Prompt
Among the entries below, find the lines with "above" and copy them.

The records
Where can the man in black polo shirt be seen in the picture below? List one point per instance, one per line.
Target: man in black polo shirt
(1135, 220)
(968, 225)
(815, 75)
* * *
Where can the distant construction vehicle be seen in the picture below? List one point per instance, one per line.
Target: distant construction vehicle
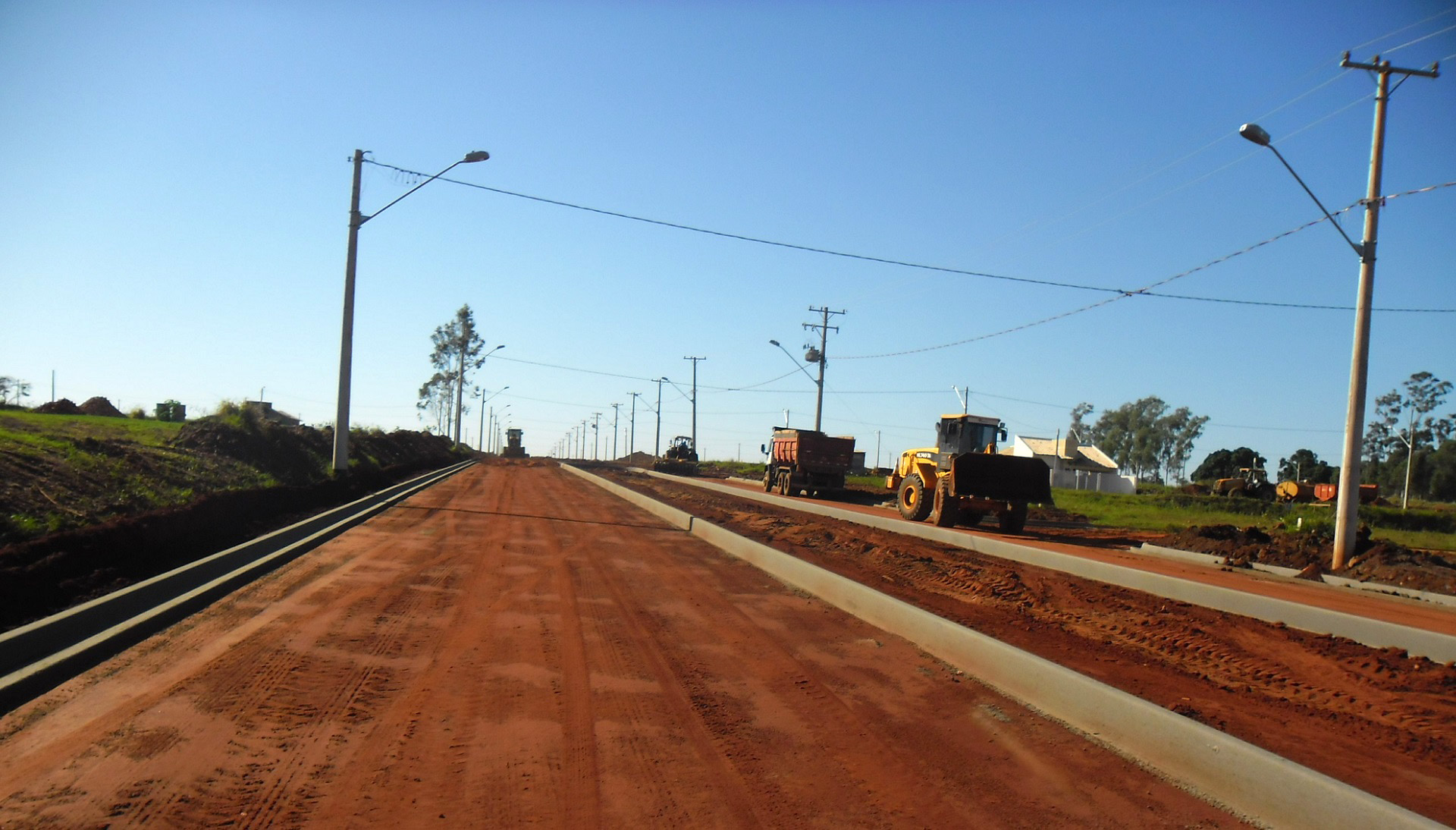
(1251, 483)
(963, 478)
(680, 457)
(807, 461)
==
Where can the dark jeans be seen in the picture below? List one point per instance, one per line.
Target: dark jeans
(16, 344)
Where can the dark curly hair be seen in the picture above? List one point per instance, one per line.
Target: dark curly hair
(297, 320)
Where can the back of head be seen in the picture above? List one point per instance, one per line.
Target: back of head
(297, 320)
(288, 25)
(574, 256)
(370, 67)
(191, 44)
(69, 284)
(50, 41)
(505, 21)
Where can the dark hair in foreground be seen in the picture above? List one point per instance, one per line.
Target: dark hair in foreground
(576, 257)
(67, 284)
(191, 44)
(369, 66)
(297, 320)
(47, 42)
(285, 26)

Response for this exercise
Where can the dark curly hair be seen in the picture above? List one point per instance, one per line.
Where can the back of head be seen in the picture above? List one point per instance, one per line.
Where can the dark hair in foreground be seen in the picture above? List one point per instance, one per line.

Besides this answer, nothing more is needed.